-------- Input rows

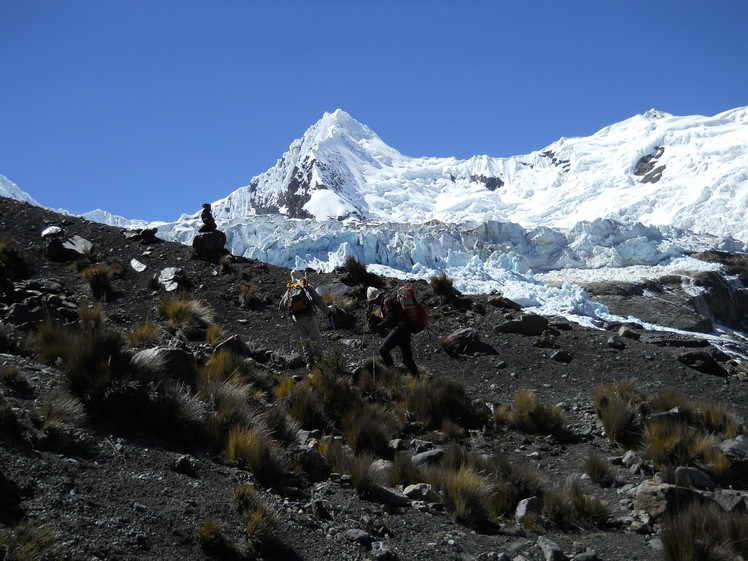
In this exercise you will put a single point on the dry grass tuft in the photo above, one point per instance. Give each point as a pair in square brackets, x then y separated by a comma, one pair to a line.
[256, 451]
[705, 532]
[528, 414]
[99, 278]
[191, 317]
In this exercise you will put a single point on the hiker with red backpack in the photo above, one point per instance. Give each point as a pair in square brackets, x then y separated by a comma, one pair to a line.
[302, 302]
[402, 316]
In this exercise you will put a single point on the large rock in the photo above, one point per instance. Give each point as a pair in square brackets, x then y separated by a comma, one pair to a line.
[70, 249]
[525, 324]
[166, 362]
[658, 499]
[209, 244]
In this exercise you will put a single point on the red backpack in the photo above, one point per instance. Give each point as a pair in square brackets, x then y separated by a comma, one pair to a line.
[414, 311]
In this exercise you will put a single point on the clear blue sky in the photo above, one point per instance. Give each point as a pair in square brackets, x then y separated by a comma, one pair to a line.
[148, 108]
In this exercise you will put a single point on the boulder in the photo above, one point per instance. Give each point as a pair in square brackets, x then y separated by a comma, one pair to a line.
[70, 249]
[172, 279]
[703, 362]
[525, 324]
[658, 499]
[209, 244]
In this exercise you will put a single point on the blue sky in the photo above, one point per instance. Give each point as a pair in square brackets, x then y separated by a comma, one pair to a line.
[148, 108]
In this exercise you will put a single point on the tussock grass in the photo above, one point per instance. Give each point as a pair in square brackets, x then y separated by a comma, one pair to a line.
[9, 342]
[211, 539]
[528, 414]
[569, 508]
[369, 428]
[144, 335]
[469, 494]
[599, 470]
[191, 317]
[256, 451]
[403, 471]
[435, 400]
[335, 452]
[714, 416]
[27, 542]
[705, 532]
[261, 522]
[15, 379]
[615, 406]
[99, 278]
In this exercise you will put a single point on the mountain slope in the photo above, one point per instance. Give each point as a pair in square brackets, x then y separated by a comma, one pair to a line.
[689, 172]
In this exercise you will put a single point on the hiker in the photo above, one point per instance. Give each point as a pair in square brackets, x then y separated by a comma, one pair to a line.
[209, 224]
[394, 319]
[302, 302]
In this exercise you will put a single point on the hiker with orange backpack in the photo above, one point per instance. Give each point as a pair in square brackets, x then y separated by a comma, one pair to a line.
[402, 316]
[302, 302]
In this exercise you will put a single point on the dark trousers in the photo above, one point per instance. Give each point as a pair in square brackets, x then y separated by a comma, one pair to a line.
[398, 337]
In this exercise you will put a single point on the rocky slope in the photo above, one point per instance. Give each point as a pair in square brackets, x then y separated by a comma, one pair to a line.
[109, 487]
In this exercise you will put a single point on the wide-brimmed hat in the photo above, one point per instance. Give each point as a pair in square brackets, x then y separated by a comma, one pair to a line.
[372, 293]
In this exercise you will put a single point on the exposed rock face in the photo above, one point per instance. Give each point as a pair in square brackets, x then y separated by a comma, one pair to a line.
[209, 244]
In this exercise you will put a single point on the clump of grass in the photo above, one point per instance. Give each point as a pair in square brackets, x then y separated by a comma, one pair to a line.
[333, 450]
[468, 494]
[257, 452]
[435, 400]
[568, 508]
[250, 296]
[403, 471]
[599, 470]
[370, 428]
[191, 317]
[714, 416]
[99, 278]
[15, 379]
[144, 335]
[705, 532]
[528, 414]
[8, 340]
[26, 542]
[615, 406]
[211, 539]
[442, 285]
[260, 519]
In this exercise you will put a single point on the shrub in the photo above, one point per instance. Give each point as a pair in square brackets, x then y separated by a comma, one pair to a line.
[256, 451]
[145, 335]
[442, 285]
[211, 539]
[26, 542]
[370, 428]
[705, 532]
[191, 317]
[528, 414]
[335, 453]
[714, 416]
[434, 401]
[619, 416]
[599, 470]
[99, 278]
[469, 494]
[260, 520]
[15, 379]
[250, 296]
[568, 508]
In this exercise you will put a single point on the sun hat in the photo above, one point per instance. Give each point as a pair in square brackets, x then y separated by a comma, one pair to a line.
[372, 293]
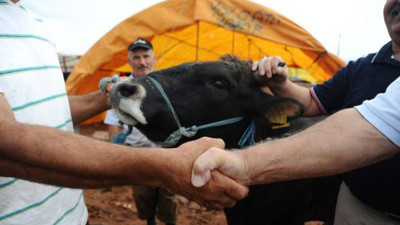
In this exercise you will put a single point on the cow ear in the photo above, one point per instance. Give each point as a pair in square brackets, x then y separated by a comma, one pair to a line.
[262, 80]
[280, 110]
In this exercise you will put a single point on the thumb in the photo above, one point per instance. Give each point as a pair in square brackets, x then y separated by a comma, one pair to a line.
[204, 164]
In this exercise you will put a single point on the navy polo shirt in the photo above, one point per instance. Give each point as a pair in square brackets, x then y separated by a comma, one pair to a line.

----------------

* _The problem_:
Please rewrite all of the data above with "exercise" replaced by "task" and everything else unchanged. Leave the pictures out of your version.

* _Result of the exercise_:
In this task you will put a single point on the dry grass tuft in the photo above, one point per instance. Give each point as a pair in square brackets, x then y separated by a comma, one pair to a line.
[256, 451]
[705, 532]
[528, 414]
[99, 278]
[191, 317]
In this task you will put a single point on the hiker with red backpack in the photo above, one point per instance. Give each point as a pair in square brackets, x then y separated by a comma, one pair to a line.
[302, 302]
[402, 316]
In this task you will put a single point on the large rock in the photo above, one point per instance. Give each point as a pair in square brackets, x then y separated by a comma, one pair to a line.
[70, 249]
[525, 324]
[166, 362]
[658, 499]
[209, 244]
In this task you will put a single point on the red backpack in the photo above, one point per instance. Give each point as a pair in square brackets, x then y separated by a comma, one pair to a line.
[414, 311]
In this task you will put a single point on the clear blue sky in the photo above, one point per instance. Give each point as a pair in square brackets, x then y separated by a comma, one pair to a line.
[148, 108]
In this task you will put a single point on the boulder in the photo above, one point per instance. Give each point as a pair in square brackets, x then y separated by a comma, one pair to a line.
[70, 249]
[172, 279]
[703, 362]
[525, 324]
[658, 499]
[209, 244]
In this task you will put a single point on the blue sky in the photo above, one point per instance. Give each point as a pair in square brackets, x then y separated by a comma, one pair to a line.
[148, 108]
In this task you will put a single point on the tussock grass in the photo above, one point per instance. Give each point as a pair in square brackets, x then y separated by a comma, one pair to a line.
[9, 342]
[211, 539]
[528, 414]
[569, 508]
[369, 428]
[144, 335]
[469, 494]
[599, 470]
[191, 317]
[256, 451]
[403, 471]
[435, 400]
[335, 452]
[714, 416]
[27, 542]
[705, 532]
[261, 522]
[15, 379]
[615, 406]
[99, 278]
In this task you will put a single point on the mountain slope in the photo above, one point per instance. Give each point as a pair in square brackets, x then y separated by a comma, one pair to a line.
[689, 172]
In this task you will put a single point on the hiker in the photo above, one point per instance. Give each point as a pair in square brackets, x then y separated by a comma, one pair to a line.
[209, 224]
[394, 319]
[302, 302]
In this task you will put a single point on the hiker with orange backpack in the photo above, one point per instance. Give each point as a pair in square brackets, x then y separated by a comma, one pair to a line.
[402, 316]
[302, 302]
In this task you will put a single point on the dark trousers in the photo above, one point per instance. Give each point as a pair in square brackets, x then y separated by a comma, one pair to a line.
[398, 337]
In this task you will put a single point on the rocky slope in the photo above, one point per instance. Give each point as a pair in square brackets, x then y separated by a comma, one pair to a line.
[109, 487]
In this task you will put a single point on the wide-brimmed hat in the photo above, one point per instance. Give each point as a pair in square brackets, x then y separated by a comma, one pair to a line.
[372, 293]
In this task you will put a single point on the exposed rock face in the photo above, one point per instance. Give each point as a pair in square brackets, x then y separated by a comma, one pair to a line.
[209, 244]
In this task you will put a single point on the clump of grass in the photo above, one point per instance. Give each point as a pair in square brackets, x then y separated by a comma, one pair to a line.
[333, 450]
[468, 494]
[257, 452]
[435, 400]
[568, 508]
[250, 296]
[403, 471]
[599, 470]
[370, 428]
[191, 317]
[714, 416]
[99, 278]
[15, 379]
[144, 335]
[705, 532]
[528, 414]
[8, 340]
[26, 542]
[615, 406]
[211, 539]
[442, 285]
[260, 519]
In this task you will put a single point on the shrub in the photo above, one point per instance. Give each point as a pair in square brackets, x then y separated by a comma, one pair to a line.
[256, 451]
[145, 335]
[442, 285]
[211, 539]
[26, 542]
[370, 428]
[705, 532]
[191, 317]
[528, 414]
[335, 453]
[714, 416]
[434, 401]
[619, 416]
[599, 470]
[99, 278]
[469, 494]
[260, 520]
[15, 379]
[250, 296]
[568, 508]
In this task you will put a single point on the sun hat in the photo above, one point per instance. Give each point as a pair in square brackets, x then y separated by a comma, one pair to a line.
[372, 293]
In this task you will put a single point on the cow ear in the photo above, one point per instance. Give each point as a pair in square brackets, x then y separated by a comma, one pair to a line.
[262, 80]
[280, 110]
In this task you will put a single point on the thumb in the photo above, one point per instance. Give each point as a pair in square brackets, x then y separated by a comma, one pair to a line.
[204, 164]
In this task you will put a single point on the navy polo shirt in the photo above, one point per instance. Give each point as a pair in square brackets, x then y separated by a comma, one pair to a line.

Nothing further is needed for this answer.